> _WHAT THE TASK REQUIRES_:
Reproduce the passage of the Harare Institute of Technology text starting with "HIT was granted" and going on through "and postgraduate level.".

Harare Institute of Technology (HIT)
- Motto: Success Through Innovation
- Type: Public
- Established: 1988
- Vice-Chancellor: Engineer Quinton C Kanhukamwe
- Location: Harare, Zimbabwe 17°50′17″S 31°00′29″E﻿ / ﻿17.838°S 31.008°E
- Campus: Urban;
- Website: www.hit.ac.zw

= Harare Institute of Technology =

Zimbabwean university offering courses mainly in technology

Harare Institute of Technology (HIT) is a Zimbabwean university offering courses mainly in technology.

== History ==
The Harare Institute of Technology (HIT) was established in 1988 as a National Vocational Training Centre (NVTC). Over time, it evolved into a Technical College offering courses in automotive, electrical, and mechanical engineering, producing artisans capable of operating and maintaining machinery in industry with little or no research or generation of new technology related knowledge.

HIT conducts research, design, manufacture, develop, incubate, transfer, and commercialize technology for all sectors of the economy.

HIT was granted degree awarding status in 2005 with the promulgation of the Harare Institute of Technology Act {Chapter 25:26}. Harare Institute of Technology is the hub of technology development and delivery of technology programmes at undergraduate and postgraduate level.

> _DATA EXTRACTS_:
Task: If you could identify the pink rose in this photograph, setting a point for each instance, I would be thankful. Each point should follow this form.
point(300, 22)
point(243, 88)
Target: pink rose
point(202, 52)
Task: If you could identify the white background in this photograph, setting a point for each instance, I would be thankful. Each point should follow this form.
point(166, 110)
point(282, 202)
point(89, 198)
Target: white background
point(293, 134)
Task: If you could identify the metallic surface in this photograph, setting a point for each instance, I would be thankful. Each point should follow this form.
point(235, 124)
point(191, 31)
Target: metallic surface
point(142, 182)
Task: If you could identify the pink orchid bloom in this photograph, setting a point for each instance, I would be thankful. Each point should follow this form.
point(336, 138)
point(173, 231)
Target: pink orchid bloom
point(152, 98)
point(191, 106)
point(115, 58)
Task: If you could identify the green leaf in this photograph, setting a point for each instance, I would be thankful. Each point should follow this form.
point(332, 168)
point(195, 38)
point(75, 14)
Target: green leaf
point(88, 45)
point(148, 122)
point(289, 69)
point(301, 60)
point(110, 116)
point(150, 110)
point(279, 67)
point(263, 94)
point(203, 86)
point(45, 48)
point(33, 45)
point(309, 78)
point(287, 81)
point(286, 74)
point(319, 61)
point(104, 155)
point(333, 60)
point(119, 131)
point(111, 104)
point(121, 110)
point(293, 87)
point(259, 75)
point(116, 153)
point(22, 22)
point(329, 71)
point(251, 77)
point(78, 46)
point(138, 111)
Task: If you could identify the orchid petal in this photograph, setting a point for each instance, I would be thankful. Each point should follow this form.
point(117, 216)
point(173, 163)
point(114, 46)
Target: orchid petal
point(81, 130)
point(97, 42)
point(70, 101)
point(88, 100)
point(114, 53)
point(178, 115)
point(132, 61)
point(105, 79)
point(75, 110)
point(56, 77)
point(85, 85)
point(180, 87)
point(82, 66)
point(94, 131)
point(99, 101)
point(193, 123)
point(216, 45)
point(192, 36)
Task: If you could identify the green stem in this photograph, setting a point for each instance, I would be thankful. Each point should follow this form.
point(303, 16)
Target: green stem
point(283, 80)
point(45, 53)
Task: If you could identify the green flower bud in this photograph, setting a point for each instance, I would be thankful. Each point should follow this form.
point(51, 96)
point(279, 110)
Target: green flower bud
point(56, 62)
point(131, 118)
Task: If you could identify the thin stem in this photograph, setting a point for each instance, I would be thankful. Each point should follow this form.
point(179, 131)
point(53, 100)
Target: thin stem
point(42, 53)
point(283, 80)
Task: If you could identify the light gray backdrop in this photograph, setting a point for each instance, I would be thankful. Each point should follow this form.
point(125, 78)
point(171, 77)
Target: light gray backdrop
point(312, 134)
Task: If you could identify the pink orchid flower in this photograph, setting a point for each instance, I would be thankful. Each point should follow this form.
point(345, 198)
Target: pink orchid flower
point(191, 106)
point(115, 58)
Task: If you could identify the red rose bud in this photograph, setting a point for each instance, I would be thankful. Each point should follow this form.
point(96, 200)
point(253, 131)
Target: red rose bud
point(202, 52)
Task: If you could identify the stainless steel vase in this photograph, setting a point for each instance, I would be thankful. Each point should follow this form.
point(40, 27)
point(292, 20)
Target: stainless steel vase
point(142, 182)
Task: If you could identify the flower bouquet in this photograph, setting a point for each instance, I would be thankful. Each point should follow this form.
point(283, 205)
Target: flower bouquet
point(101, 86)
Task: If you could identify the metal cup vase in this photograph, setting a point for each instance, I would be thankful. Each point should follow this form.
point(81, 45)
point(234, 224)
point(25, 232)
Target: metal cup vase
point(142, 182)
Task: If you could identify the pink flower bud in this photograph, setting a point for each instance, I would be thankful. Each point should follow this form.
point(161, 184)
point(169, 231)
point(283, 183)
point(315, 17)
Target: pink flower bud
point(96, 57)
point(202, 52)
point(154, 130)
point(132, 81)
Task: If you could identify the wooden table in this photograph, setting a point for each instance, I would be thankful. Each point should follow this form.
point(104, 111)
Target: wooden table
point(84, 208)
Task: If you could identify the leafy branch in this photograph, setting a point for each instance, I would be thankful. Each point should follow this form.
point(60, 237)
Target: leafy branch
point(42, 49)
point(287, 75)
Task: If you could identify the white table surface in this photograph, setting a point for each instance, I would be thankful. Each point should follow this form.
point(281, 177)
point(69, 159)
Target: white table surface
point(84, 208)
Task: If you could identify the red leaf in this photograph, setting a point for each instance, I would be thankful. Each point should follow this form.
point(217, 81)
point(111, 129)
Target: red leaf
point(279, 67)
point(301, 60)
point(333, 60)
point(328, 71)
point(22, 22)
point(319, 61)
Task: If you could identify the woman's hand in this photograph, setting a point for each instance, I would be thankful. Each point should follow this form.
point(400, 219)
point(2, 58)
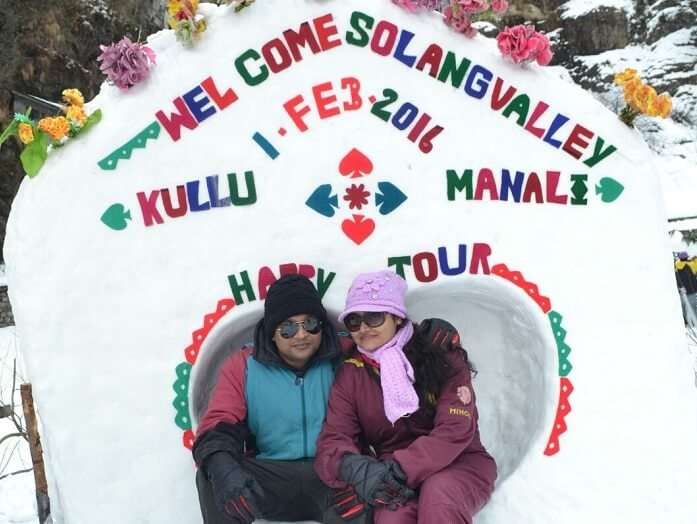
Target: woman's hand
point(377, 483)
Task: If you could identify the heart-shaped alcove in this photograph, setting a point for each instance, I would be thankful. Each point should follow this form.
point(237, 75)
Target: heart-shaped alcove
point(507, 341)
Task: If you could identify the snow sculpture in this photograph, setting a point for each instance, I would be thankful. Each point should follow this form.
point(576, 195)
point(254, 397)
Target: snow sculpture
point(340, 137)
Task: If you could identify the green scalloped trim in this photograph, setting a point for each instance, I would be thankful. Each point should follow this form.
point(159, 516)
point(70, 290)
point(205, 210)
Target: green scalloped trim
point(152, 132)
point(181, 401)
point(563, 348)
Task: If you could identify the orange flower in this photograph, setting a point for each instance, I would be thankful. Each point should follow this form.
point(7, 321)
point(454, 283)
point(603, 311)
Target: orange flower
point(76, 114)
point(644, 98)
point(625, 76)
point(73, 97)
point(630, 89)
point(663, 105)
point(26, 133)
point(55, 127)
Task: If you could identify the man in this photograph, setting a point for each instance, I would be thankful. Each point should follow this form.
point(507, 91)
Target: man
point(256, 442)
point(272, 399)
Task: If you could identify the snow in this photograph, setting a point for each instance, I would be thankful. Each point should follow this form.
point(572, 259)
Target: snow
point(576, 8)
point(105, 324)
point(17, 495)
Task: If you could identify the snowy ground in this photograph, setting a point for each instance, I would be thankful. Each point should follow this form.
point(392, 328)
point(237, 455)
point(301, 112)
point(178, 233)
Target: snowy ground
point(17, 498)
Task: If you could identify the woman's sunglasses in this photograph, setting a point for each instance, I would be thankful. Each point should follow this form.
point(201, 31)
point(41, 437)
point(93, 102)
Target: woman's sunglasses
point(353, 321)
point(289, 328)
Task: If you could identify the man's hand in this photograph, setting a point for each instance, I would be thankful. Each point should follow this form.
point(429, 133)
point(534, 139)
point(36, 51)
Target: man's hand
point(376, 483)
point(236, 492)
point(347, 504)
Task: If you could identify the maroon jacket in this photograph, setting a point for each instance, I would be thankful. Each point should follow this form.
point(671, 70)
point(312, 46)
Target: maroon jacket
point(423, 444)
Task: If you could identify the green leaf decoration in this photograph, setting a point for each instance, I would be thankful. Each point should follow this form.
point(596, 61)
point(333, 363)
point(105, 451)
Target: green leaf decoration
point(116, 217)
point(152, 132)
point(34, 154)
point(609, 189)
point(9, 131)
point(563, 349)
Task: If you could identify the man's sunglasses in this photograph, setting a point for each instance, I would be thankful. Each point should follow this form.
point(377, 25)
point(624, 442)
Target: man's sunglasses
point(289, 328)
point(353, 321)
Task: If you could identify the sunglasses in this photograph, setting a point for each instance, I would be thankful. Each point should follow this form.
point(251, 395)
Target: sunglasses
point(353, 321)
point(289, 328)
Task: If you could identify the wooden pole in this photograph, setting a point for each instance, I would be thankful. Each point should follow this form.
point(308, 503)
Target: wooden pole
point(37, 458)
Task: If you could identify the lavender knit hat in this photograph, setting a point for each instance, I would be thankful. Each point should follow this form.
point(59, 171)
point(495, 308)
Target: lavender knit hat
point(379, 291)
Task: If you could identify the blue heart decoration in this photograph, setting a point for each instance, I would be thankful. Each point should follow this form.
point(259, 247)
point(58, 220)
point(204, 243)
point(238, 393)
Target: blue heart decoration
point(322, 200)
point(388, 198)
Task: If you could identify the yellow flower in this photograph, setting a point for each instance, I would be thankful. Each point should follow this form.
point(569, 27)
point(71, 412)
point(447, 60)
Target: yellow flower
point(55, 127)
point(26, 133)
point(630, 88)
point(625, 76)
point(189, 6)
point(644, 98)
point(73, 97)
point(76, 114)
point(663, 105)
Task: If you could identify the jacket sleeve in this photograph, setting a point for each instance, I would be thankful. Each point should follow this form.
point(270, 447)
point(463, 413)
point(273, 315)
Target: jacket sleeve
point(223, 426)
point(455, 424)
point(341, 429)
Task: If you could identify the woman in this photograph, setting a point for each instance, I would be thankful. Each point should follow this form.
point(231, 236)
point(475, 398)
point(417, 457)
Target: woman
point(402, 398)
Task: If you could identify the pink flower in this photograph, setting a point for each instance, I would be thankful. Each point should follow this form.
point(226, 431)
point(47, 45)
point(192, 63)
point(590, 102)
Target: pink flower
point(523, 44)
point(456, 18)
point(473, 6)
point(499, 6)
point(126, 63)
point(538, 45)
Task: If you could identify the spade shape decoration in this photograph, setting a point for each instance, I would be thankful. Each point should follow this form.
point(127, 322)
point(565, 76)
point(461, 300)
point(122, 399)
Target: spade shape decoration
point(388, 198)
point(322, 200)
point(116, 217)
point(609, 189)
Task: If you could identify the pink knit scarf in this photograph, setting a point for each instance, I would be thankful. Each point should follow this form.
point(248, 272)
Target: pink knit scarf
point(396, 375)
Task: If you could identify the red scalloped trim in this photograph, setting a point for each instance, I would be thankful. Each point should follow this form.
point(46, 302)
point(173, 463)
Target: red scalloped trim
point(517, 278)
point(563, 409)
point(198, 336)
point(188, 439)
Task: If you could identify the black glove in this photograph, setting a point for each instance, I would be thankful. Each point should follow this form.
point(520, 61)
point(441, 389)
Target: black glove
point(440, 333)
point(235, 491)
point(376, 483)
point(346, 503)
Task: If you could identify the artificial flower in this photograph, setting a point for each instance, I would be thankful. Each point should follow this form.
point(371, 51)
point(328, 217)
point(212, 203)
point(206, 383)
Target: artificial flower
point(26, 133)
point(76, 115)
point(126, 63)
point(625, 76)
point(55, 127)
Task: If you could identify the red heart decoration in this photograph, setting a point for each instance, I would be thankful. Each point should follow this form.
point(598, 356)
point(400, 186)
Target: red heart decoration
point(355, 164)
point(359, 228)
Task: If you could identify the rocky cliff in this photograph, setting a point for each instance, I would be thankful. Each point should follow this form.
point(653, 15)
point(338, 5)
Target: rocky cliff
point(48, 46)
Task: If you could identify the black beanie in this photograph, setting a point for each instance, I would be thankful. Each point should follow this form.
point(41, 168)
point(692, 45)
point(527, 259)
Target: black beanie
point(290, 295)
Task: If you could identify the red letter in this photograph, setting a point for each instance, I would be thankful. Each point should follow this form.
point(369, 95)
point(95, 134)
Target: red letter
point(576, 139)
point(480, 254)
point(176, 120)
point(222, 101)
point(148, 206)
point(419, 271)
point(323, 101)
point(296, 114)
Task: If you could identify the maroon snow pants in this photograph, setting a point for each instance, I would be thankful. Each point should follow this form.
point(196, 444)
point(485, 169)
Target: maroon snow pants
point(450, 496)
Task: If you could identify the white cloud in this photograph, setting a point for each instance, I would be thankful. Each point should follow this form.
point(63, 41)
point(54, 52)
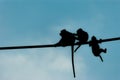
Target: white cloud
point(36, 65)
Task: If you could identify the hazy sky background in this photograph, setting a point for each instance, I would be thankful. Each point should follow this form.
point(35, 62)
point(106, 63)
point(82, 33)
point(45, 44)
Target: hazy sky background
point(29, 22)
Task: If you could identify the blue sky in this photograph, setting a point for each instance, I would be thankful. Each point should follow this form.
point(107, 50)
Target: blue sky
point(29, 22)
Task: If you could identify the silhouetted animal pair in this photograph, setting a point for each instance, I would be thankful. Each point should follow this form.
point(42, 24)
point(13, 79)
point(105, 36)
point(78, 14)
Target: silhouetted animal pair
point(80, 37)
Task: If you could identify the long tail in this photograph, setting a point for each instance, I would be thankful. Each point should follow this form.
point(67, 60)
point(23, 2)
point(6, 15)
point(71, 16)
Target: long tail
point(101, 58)
point(72, 49)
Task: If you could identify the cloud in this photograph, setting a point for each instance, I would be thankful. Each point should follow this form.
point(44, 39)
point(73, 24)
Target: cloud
point(37, 65)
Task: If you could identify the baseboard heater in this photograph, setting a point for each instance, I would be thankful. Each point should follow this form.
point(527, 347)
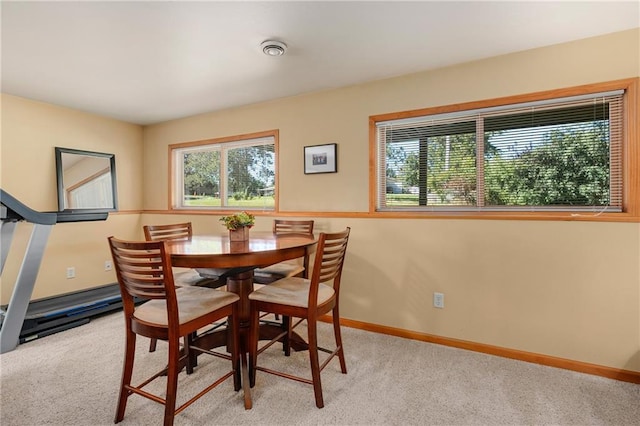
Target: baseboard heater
point(58, 313)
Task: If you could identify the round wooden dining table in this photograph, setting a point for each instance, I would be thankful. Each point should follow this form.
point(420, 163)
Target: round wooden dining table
point(241, 258)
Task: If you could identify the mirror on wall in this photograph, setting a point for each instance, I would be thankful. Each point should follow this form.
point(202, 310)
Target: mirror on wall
point(86, 181)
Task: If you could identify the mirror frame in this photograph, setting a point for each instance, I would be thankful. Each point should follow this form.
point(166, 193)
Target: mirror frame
point(60, 181)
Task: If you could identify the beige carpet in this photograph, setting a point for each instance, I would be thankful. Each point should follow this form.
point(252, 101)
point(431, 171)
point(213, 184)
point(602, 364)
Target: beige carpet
point(71, 378)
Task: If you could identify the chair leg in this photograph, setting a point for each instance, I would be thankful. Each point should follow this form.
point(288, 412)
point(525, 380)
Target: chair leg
point(127, 370)
point(338, 336)
point(254, 331)
point(286, 341)
point(234, 350)
point(190, 355)
point(172, 381)
point(314, 361)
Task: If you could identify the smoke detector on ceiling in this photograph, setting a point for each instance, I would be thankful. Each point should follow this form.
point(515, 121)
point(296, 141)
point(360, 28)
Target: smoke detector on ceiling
point(273, 48)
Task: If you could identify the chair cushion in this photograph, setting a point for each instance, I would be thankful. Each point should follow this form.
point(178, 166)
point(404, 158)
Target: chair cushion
point(193, 302)
point(291, 291)
point(193, 278)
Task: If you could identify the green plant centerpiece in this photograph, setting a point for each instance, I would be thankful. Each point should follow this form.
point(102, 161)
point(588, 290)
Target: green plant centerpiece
point(238, 225)
point(238, 220)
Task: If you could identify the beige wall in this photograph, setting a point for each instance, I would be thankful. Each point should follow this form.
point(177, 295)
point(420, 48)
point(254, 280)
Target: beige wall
point(30, 131)
point(566, 289)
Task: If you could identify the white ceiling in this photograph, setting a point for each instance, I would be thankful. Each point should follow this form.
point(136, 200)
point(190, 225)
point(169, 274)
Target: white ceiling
point(147, 62)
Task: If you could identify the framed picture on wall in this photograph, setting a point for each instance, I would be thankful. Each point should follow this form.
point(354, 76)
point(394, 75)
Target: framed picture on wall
point(321, 158)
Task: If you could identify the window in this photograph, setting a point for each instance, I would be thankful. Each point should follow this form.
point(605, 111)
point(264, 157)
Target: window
point(552, 154)
point(237, 172)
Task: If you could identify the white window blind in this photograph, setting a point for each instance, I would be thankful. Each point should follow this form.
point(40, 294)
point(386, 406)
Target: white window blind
point(560, 154)
point(221, 175)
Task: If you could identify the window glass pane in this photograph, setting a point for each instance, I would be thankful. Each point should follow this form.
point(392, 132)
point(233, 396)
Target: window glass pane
point(202, 178)
point(451, 170)
point(551, 154)
point(549, 164)
point(239, 173)
point(431, 165)
point(251, 176)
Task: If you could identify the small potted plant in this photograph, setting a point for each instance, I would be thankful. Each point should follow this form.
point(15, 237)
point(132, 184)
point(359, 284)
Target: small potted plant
point(238, 225)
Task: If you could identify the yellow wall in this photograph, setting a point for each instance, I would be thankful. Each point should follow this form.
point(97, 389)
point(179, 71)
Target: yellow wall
point(565, 289)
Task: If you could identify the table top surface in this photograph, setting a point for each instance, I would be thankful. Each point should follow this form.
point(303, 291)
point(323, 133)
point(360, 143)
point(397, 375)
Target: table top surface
point(262, 248)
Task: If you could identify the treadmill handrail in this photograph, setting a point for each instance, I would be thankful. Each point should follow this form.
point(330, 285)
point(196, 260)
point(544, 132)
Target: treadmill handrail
point(18, 211)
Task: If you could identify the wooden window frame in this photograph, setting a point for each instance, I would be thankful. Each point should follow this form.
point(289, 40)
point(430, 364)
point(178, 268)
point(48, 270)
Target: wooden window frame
point(630, 156)
point(217, 141)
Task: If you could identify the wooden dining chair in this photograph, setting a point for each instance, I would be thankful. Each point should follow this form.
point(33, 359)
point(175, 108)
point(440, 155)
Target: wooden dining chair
point(304, 299)
point(288, 268)
point(204, 277)
point(143, 269)
point(212, 278)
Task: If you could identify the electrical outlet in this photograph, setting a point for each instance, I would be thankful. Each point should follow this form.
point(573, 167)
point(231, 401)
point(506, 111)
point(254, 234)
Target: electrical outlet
point(438, 300)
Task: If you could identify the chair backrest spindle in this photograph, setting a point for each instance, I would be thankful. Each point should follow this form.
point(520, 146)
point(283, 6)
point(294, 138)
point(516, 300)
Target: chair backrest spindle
point(176, 231)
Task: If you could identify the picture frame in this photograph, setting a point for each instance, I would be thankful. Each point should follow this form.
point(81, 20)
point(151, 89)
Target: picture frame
point(321, 158)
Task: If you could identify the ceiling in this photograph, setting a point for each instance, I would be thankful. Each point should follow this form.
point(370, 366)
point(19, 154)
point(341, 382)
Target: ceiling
point(148, 62)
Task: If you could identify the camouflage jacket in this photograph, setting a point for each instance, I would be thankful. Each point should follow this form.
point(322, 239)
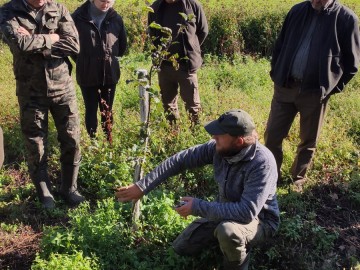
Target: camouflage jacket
point(40, 67)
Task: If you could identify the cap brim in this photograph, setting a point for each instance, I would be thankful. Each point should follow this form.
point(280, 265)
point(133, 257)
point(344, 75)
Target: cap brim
point(213, 128)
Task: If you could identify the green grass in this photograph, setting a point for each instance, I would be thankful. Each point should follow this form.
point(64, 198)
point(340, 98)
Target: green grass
point(98, 235)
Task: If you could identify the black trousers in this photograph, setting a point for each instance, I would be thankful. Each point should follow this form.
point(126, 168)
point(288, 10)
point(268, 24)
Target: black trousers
point(101, 97)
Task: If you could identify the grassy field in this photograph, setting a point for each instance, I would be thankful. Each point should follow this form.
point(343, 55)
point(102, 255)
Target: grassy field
point(320, 227)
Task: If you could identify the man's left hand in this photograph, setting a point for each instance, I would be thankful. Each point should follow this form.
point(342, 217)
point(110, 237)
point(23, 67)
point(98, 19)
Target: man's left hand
point(185, 210)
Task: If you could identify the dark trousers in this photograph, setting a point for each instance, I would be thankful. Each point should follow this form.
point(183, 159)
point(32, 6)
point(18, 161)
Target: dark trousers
point(169, 81)
point(101, 97)
point(286, 104)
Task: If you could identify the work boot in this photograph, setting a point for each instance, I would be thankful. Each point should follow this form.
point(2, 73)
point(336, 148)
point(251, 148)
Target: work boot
point(43, 189)
point(236, 265)
point(68, 188)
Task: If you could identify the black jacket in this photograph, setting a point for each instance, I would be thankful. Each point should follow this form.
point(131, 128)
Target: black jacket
point(334, 53)
point(97, 63)
point(195, 32)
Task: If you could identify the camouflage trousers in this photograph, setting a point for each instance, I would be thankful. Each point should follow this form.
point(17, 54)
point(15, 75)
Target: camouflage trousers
point(170, 80)
point(34, 113)
point(234, 239)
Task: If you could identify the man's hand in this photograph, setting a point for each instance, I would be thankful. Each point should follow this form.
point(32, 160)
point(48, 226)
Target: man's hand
point(129, 193)
point(185, 210)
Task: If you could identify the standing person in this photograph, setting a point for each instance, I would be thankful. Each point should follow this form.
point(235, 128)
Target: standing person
point(315, 56)
point(187, 45)
point(246, 210)
point(102, 39)
point(41, 35)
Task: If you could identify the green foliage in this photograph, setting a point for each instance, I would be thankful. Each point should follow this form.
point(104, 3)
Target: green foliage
point(224, 37)
point(65, 262)
point(101, 229)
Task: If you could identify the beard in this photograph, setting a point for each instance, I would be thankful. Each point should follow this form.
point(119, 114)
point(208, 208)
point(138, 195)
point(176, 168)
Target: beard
point(229, 152)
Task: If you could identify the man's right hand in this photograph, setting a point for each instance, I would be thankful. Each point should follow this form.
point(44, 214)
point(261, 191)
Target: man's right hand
point(54, 38)
point(128, 193)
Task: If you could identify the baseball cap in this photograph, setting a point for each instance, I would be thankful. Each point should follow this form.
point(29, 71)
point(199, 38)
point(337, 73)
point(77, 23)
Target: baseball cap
point(235, 122)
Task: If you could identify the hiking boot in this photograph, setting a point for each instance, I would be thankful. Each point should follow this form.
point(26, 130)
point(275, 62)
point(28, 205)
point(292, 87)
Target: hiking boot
point(42, 185)
point(48, 202)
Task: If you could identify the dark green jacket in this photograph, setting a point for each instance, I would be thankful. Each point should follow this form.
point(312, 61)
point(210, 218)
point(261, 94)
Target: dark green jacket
point(97, 63)
point(40, 68)
point(195, 32)
point(334, 53)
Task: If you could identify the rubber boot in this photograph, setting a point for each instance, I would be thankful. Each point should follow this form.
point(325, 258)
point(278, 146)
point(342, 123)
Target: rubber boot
point(43, 188)
point(237, 265)
point(68, 188)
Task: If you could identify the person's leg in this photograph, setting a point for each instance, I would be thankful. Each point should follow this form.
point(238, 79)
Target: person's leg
point(169, 92)
point(91, 97)
point(236, 239)
point(189, 92)
point(34, 126)
point(106, 101)
point(281, 117)
point(199, 235)
point(312, 114)
point(65, 112)
point(1, 148)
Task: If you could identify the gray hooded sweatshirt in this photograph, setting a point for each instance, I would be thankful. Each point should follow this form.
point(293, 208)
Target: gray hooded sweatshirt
point(246, 181)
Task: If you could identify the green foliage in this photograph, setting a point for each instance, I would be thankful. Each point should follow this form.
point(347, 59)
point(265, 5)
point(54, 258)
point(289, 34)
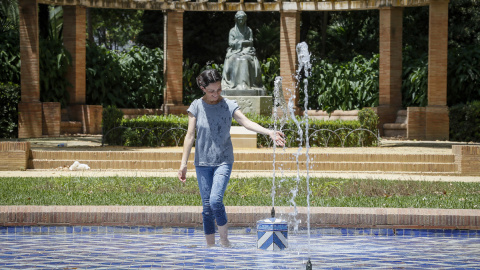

> _WRITTEN REPLY_:
HIT was granted degree awarding status in 2005 with the promulgation of the Harare Institute of Technology Act {Chapter 25:26}. Harare Institute of Technology is the hub of technology development and delivery of technology programmes at undergraduate and postgraduate level.